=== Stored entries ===
+--

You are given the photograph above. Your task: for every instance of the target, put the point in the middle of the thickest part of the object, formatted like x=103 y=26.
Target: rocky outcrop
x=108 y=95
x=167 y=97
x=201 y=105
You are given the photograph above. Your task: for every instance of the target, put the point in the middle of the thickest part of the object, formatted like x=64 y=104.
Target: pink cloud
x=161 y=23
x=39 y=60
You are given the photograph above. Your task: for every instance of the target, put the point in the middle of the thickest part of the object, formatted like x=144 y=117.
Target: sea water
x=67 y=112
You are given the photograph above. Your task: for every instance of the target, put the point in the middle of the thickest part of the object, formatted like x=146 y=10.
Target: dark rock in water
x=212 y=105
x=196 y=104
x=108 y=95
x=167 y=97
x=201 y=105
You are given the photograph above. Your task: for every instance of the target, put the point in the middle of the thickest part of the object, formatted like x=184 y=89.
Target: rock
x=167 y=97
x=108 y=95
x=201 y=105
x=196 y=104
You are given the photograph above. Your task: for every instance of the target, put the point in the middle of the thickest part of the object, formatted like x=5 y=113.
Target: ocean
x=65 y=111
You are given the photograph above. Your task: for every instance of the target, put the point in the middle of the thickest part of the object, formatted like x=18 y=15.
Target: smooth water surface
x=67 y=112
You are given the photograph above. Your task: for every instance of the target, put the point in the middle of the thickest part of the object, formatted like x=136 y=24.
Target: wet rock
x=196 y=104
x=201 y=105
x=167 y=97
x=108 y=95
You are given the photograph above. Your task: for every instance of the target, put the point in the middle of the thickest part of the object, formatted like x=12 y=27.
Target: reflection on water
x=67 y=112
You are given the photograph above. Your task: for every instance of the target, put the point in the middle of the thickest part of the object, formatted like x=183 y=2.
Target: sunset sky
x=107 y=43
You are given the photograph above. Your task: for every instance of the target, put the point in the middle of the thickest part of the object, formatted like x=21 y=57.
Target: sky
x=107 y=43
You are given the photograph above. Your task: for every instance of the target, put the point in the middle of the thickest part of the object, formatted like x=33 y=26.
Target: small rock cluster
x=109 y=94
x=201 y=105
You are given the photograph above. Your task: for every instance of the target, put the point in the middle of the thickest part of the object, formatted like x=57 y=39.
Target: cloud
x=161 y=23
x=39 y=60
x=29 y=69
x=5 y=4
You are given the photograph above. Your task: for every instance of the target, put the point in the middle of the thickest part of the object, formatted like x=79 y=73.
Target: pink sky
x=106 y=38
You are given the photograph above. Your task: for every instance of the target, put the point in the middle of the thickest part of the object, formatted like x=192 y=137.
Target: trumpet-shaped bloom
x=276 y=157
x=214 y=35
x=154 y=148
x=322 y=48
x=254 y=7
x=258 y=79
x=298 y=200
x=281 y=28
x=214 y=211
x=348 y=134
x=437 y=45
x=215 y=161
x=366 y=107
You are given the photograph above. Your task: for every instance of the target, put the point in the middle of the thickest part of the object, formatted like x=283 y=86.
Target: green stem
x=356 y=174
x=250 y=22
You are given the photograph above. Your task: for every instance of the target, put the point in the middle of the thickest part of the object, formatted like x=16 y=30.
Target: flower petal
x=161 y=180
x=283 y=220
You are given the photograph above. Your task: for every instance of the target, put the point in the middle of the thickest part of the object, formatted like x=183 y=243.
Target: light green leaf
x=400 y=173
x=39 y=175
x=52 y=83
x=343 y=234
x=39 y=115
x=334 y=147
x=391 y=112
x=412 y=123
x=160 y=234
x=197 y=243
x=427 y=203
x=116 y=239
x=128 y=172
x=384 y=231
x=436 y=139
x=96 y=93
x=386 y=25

+--

For this exercise, please output exactly the lines above starting at the line with "Target: small rock cluster" and ending at the line with "like x=57 y=39.", ends included.

Target: small rock cluster
x=109 y=94
x=201 y=105
You are given the photograph above. Your task: for every instance of the target, put the point in the middle of the thickest part of the object, formatted like x=57 y=39.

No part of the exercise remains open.